GIVEN PROBLEM →
Copy out every line from the first one down to the one containing "top-left (0, 233), bottom-right (500, 266)", changing nothing except that each box coordinate in the answers goes up by 4.

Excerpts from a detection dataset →

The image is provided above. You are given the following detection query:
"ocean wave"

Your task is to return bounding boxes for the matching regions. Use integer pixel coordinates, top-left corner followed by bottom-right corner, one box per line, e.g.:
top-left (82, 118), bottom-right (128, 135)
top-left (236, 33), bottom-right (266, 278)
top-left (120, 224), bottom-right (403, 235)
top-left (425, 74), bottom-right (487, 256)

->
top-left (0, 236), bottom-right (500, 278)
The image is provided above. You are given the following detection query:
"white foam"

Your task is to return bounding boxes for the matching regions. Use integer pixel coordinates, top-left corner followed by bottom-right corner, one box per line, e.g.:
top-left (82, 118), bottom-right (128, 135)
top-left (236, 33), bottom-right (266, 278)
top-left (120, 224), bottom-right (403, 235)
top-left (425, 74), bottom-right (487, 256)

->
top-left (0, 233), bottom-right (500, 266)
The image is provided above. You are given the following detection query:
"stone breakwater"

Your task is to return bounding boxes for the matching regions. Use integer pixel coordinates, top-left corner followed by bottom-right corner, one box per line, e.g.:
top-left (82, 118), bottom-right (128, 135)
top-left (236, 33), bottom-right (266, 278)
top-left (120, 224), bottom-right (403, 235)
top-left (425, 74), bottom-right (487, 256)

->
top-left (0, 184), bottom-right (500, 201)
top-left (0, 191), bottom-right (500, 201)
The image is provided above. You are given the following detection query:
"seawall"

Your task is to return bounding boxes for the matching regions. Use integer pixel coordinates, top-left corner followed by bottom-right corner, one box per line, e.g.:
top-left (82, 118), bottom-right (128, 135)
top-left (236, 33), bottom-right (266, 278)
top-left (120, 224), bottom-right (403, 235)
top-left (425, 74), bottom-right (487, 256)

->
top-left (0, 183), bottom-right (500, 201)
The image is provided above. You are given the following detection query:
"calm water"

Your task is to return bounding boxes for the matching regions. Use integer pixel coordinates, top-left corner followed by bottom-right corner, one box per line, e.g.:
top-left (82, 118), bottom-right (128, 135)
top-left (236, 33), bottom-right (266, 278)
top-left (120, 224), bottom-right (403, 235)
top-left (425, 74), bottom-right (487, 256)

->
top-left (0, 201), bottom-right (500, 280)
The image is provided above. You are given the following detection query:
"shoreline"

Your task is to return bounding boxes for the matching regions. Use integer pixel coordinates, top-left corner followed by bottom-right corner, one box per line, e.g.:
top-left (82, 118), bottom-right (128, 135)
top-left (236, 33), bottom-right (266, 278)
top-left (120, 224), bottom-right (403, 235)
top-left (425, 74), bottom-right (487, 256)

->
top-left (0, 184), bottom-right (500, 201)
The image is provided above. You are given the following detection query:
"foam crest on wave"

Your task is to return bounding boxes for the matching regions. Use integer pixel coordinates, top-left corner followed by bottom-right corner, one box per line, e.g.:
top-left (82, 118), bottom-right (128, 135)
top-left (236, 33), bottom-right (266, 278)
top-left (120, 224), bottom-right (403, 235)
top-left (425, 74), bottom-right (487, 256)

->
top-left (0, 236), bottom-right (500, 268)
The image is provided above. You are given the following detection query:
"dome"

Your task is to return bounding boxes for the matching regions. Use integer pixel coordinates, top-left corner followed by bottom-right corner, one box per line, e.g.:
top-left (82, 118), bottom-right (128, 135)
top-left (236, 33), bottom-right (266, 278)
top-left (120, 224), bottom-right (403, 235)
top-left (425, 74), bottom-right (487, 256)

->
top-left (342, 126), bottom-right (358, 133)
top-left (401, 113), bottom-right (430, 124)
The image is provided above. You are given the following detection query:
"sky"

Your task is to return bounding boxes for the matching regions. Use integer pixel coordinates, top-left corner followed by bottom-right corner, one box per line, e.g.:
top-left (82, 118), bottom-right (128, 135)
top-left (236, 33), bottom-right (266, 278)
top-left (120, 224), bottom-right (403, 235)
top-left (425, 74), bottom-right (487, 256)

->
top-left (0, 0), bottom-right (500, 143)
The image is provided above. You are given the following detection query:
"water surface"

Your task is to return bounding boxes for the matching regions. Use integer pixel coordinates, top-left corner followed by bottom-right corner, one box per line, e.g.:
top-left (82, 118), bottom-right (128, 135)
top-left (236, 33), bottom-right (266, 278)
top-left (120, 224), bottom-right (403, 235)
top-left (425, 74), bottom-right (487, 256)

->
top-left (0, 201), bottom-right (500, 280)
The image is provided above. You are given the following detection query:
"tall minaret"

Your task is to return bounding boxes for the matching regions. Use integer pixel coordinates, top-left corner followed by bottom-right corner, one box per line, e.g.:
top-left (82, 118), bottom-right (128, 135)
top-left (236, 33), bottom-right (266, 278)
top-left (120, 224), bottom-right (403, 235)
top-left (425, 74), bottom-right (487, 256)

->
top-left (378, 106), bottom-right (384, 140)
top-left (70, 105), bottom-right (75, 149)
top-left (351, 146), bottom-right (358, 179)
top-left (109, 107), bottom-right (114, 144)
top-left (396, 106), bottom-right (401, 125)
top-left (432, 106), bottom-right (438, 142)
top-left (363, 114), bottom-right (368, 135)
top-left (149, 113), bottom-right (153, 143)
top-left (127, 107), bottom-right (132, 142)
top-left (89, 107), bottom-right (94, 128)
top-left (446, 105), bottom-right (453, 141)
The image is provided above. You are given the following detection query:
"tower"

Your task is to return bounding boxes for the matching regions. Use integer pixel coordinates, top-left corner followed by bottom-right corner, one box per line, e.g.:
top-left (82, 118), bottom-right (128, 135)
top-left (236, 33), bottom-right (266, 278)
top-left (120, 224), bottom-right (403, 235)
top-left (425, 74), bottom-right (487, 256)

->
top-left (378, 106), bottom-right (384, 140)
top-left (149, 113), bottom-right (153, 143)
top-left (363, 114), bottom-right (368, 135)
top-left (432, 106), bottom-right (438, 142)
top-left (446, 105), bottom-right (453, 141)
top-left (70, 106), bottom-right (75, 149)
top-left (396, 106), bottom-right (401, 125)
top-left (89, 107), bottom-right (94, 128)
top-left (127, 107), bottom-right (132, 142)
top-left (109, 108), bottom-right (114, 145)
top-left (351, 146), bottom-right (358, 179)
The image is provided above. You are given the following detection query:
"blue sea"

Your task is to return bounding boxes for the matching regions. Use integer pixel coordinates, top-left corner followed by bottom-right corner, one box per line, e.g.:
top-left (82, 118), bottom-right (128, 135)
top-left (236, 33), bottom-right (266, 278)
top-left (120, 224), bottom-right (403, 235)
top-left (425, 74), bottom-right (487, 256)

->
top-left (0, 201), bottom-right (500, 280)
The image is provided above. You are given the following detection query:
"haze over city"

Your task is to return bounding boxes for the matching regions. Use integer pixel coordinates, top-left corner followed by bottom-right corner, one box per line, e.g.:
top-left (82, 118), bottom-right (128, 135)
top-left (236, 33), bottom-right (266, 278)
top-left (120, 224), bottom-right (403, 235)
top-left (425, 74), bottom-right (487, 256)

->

RESULT OF THIS EXERCISE →
The image is provided above. You are given the following detection query:
"ocean wave"

Your task is to return bounding boxes for the matching regions. Use integer pixel coordinates, top-left corner followed by bottom-right corner, one box per line, e.g.:
top-left (82, 118), bottom-right (128, 135)
top-left (236, 33), bottom-right (266, 278)
top-left (120, 224), bottom-right (403, 235)
top-left (425, 74), bottom-right (487, 256)

->
top-left (4, 240), bottom-right (504, 282)
The image is provided above. You are given the following detection query:
"white foam"

Your task is to return bounding boxes for the matching regions. Use integer pixel coordinates, top-left corner followed by bottom-right corner, one box per line, e.g.:
top-left (82, 118), bottom-right (128, 135)
top-left (236, 33), bottom-right (266, 278)
top-left (120, 224), bottom-right (403, 235)
top-left (425, 74), bottom-right (487, 256)

->
top-left (4, 237), bottom-right (504, 270)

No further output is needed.